### [REQUIRED WORK]
In the joint-cutting text, rewrite the part between "So for a joint" and "the joint perfectly.", inclusive, replacing "operations" with "steps" each time it appears.

### [SELECTED TEXT]
Start

The answer is easy. It's because the odds are stacked way against you...
WARNING: some math ahead
Let's take a joint with n tails. Each of the pins and the tails need two cuts to define the shape, which gives us 4n as the number of cuts. Then there's the issue of cutting/chopping the baseline in each socket. There are 2n+1 of these (draw one joint to help visualize the whole thing).
Now, each and everyone of these operations can go wrong. Therefore the expectation of the number of bad cuts is equal to:
(6n + 1) * "error rate"
So for a joint with three tails, that gives 19 operations, and if you miss once every 10 cutting or paring operations, you can expect on average to have two nearly bad cuts per joint, and a probablilty of 13.5% of nailing the joint perfectly.
With six tails, the expectation of failed cuts jumps to 3.7 per joint, and the probability of nailing the joint goes down to 2.0%.

End

### [EXTRACTED MATERIAL]
Start

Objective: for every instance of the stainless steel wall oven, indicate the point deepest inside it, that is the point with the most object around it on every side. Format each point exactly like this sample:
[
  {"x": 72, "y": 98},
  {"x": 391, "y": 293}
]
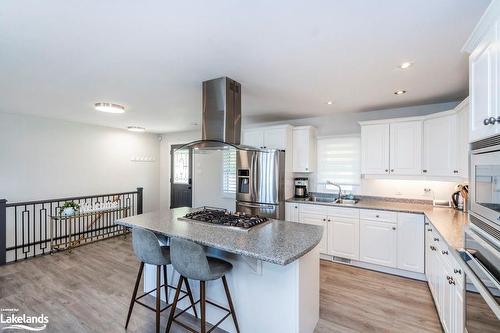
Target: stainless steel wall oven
[{"x": 481, "y": 253}]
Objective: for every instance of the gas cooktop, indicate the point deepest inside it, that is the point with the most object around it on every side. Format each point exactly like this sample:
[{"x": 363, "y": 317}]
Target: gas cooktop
[{"x": 222, "y": 217}]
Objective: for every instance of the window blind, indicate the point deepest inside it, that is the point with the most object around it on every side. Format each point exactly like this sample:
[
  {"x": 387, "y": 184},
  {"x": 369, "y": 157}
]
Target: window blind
[
  {"x": 339, "y": 160},
  {"x": 229, "y": 172}
]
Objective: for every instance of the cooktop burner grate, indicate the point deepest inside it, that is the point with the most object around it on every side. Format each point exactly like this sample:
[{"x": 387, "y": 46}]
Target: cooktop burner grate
[{"x": 224, "y": 217}]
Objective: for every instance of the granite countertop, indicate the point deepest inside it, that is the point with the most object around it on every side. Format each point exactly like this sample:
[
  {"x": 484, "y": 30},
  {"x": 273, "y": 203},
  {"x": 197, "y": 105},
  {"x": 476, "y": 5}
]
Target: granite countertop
[
  {"x": 449, "y": 222},
  {"x": 277, "y": 242}
]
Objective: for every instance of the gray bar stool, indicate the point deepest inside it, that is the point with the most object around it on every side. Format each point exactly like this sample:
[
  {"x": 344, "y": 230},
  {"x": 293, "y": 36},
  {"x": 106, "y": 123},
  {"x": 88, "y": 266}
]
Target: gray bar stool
[
  {"x": 148, "y": 250},
  {"x": 190, "y": 260}
]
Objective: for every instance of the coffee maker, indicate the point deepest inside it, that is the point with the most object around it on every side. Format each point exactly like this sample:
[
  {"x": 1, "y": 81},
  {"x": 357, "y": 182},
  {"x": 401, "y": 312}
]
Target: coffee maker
[{"x": 301, "y": 185}]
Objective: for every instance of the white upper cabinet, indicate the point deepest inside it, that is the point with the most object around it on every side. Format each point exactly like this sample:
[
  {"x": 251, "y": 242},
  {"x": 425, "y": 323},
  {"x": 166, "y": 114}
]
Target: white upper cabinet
[
  {"x": 483, "y": 87},
  {"x": 440, "y": 157},
  {"x": 375, "y": 149},
  {"x": 406, "y": 148},
  {"x": 484, "y": 73},
  {"x": 432, "y": 145},
  {"x": 275, "y": 137},
  {"x": 304, "y": 149}
]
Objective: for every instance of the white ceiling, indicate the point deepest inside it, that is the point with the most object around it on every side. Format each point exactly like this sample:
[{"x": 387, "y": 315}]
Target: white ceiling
[{"x": 58, "y": 57}]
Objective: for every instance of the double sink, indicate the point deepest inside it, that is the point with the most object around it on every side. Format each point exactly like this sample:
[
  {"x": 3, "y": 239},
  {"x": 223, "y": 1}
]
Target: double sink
[{"x": 338, "y": 201}]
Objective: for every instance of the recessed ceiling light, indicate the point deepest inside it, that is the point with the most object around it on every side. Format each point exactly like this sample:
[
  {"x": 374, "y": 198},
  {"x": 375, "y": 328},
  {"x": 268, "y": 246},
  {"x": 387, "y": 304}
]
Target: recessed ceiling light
[
  {"x": 109, "y": 107},
  {"x": 405, "y": 65},
  {"x": 136, "y": 129}
]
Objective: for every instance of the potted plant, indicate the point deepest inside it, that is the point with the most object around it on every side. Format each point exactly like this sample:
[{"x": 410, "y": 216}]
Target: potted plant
[{"x": 69, "y": 208}]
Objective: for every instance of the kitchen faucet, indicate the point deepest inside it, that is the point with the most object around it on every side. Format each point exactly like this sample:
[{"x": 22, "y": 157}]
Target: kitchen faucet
[{"x": 336, "y": 185}]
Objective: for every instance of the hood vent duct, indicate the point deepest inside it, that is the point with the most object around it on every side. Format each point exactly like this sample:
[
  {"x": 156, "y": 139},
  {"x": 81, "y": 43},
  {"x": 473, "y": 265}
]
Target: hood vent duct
[{"x": 221, "y": 116}]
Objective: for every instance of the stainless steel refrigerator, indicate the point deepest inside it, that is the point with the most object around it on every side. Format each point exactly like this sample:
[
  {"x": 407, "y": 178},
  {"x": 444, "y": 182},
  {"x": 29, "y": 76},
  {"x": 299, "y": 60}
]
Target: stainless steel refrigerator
[{"x": 261, "y": 182}]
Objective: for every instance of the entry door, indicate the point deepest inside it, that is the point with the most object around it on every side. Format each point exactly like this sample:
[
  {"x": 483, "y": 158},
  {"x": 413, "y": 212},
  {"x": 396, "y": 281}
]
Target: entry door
[{"x": 181, "y": 189}]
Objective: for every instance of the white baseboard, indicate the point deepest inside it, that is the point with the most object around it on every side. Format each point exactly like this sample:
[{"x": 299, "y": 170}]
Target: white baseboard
[{"x": 373, "y": 267}]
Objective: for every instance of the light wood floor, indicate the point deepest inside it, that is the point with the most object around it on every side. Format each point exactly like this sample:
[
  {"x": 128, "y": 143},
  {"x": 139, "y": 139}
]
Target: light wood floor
[{"x": 89, "y": 291}]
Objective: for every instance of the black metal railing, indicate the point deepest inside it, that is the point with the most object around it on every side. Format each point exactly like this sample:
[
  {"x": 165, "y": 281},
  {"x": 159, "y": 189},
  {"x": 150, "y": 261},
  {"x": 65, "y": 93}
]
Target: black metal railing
[{"x": 25, "y": 227}]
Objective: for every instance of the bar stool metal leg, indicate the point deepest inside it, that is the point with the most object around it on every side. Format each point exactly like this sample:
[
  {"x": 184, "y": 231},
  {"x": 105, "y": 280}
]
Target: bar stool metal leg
[
  {"x": 190, "y": 295},
  {"x": 158, "y": 291},
  {"x": 230, "y": 301},
  {"x": 165, "y": 282},
  {"x": 202, "y": 306},
  {"x": 174, "y": 304},
  {"x": 134, "y": 294}
]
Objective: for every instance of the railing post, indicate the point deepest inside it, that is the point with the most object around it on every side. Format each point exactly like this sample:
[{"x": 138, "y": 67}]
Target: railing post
[
  {"x": 3, "y": 231},
  {"x": 139, "y": 200}
]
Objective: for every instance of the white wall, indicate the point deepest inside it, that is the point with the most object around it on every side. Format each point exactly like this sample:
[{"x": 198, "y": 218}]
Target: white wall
[
  {"x": 347, "y": 124},
  {"x": 44, "y": 158},
  {"x": 342, "y": 123}
]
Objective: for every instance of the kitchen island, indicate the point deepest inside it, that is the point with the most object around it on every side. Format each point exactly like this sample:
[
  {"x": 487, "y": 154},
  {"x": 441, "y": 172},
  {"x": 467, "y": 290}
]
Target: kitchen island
[{"x": 275, "y": 277}]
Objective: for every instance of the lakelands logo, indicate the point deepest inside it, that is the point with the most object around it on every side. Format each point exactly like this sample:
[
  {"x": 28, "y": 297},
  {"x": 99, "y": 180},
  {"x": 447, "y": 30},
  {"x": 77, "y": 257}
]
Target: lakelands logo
[{"x": 22, "y": 322}]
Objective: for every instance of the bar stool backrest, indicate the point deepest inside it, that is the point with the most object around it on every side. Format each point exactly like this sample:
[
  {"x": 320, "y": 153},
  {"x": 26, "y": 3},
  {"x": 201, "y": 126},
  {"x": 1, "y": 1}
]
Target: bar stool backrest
[
  {"x": 146, "y": 247},
  {"x": 189, "y": 259}
]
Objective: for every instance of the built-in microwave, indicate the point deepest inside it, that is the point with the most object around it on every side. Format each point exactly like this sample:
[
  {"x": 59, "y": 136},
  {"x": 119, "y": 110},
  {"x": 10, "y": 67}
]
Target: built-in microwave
[
  {"x": 481, "y": 252},
  {"x": 485, "y": 179}
]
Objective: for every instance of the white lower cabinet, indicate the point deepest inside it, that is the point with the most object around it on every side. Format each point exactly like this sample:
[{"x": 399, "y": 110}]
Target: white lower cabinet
[
  {"x": 446, "y": 282},
  {"x": 410, "y": 242},
  {"x": 343, "y": 237},
  {"x": 292, "y": 211},
  {"x": 317, "y": 219},
  {"x": 378, "y": 242}
]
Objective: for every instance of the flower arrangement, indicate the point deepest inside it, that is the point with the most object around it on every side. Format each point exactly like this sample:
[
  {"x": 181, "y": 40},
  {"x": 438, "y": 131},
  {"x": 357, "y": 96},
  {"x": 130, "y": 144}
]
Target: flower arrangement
[{"x": 69, "y": 208}]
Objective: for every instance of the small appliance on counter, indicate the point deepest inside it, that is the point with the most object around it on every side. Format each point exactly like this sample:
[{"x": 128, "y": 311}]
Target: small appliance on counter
[
  {"x": 459, "y": 198},
  {"x": 301, "y": 185}
]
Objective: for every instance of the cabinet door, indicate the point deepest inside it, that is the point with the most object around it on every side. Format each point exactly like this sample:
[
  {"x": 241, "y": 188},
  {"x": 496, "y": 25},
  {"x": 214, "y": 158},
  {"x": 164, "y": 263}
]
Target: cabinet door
[
  {"x": 406, "y": 148},
  {"x": 375, "y": 149},
  {"x": 343, "y": 237},
  {"x": 411, "y": 242},
  {"x": 292, "y": 211},
  {"x": 378, "y": 242},
  {"x": 440, "y": 146},
  {"x": 275, "y": 138},
  {"x": 253, "y": 137},
  {"x": 317, "y": 219},
  {"x": 482, "y": 86}
]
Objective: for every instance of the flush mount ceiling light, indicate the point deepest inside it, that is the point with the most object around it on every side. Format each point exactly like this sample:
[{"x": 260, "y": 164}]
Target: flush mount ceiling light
[
  {"x": 405, "y": 65},
  {"x": 109, "y": 107},
  {"x": 136, "y": 129}
]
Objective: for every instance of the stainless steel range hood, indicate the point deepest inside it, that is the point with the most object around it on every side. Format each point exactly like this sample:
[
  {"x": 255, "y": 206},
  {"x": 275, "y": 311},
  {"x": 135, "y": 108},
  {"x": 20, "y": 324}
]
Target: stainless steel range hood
[{"x": 221, "y": 117}]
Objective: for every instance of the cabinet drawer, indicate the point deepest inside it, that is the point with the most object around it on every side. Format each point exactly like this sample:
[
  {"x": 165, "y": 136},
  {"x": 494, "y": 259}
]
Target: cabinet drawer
[
  {"x": 378, "y": 215},
  {"x": 313, "y": 209},
  {"x": 343, "y": 212}
]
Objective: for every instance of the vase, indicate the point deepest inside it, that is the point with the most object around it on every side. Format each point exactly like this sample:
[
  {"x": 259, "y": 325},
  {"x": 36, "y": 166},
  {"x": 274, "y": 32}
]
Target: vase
[{"x": 68, "y": 211}]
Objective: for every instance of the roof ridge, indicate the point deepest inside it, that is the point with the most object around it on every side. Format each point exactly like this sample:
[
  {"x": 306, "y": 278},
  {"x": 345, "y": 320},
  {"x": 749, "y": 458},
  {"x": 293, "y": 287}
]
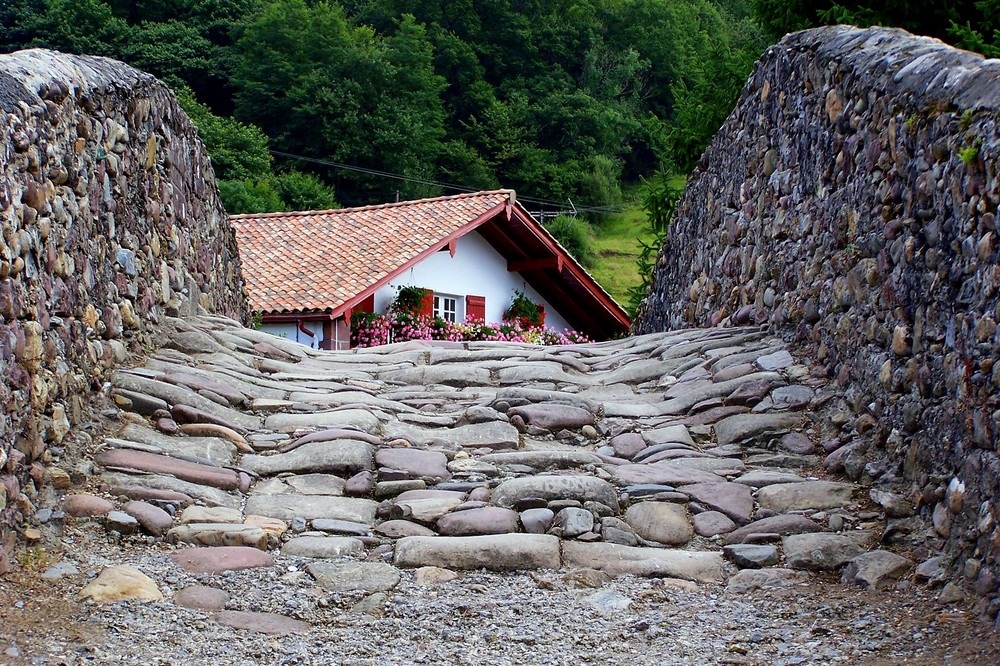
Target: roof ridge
[{"x": 397, "y": 204}]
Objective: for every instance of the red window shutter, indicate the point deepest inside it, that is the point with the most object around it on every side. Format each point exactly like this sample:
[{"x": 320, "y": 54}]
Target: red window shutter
[
  {"x": 475, "y": 308},
  {"x": 427, "y": 304}
]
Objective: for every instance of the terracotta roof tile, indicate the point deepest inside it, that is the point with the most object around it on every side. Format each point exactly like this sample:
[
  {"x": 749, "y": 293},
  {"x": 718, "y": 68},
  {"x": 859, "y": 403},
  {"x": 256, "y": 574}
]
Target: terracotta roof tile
[{"x": 318, "y": 260}]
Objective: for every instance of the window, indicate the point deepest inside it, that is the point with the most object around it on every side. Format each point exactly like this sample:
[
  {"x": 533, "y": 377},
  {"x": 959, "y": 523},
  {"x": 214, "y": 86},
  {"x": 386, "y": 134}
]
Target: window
[{"x": 446, "y": 307}]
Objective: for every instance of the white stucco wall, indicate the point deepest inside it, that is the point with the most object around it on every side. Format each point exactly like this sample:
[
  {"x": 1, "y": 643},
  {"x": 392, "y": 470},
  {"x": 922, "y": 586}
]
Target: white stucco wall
[{"x": 477, "y": 270}]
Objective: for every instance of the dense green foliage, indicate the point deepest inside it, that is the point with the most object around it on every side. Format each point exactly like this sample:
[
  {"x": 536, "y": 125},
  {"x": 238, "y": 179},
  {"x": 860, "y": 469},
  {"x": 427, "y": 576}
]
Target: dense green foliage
[{"x": 560, "y": 99}]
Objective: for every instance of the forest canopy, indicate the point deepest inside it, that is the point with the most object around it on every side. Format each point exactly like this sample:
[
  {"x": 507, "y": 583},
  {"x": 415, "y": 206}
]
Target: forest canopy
[{"x": 563, "y": 100}]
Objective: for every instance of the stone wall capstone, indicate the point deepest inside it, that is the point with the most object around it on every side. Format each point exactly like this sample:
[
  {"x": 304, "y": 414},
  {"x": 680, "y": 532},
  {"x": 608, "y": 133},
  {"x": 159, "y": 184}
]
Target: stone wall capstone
[
  {"x": 850, "y": 203},
  {"x": 111, "y": 222}
]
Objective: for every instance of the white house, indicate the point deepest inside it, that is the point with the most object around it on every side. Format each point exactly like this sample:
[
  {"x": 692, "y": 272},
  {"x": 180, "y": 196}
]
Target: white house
[{"x": 308, "y": 272}]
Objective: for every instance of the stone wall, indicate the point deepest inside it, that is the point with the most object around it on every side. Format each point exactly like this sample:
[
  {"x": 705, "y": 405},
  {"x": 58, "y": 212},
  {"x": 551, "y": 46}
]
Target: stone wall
[
  {"x": 111, "y": 221},
  {"x": 850, "y": 202}
]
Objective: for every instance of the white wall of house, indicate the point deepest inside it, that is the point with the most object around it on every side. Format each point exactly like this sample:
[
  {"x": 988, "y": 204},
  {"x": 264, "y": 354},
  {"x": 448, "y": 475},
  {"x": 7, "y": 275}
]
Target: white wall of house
[{"x": 476, "y": 270}]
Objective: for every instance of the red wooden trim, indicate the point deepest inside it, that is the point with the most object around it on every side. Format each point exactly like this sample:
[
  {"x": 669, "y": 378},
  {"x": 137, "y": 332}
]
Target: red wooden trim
[
  {"x": 535, "y": 264},
  {"x": 475, "y": 307},
  {"x": 575, "y": 269},
  {"x": 454, "y": 236},
  {"x": 427, "y": 304}
]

End

### [PROBLEM SOLUTION]
So for a joint with three tails, that gives 19 steps, and if you miss once every 10 cutting or paring steps, you can expect on average to have two nearly bad cuts per joint, and a probablilty of 13.5% of nailing the joint perfectly.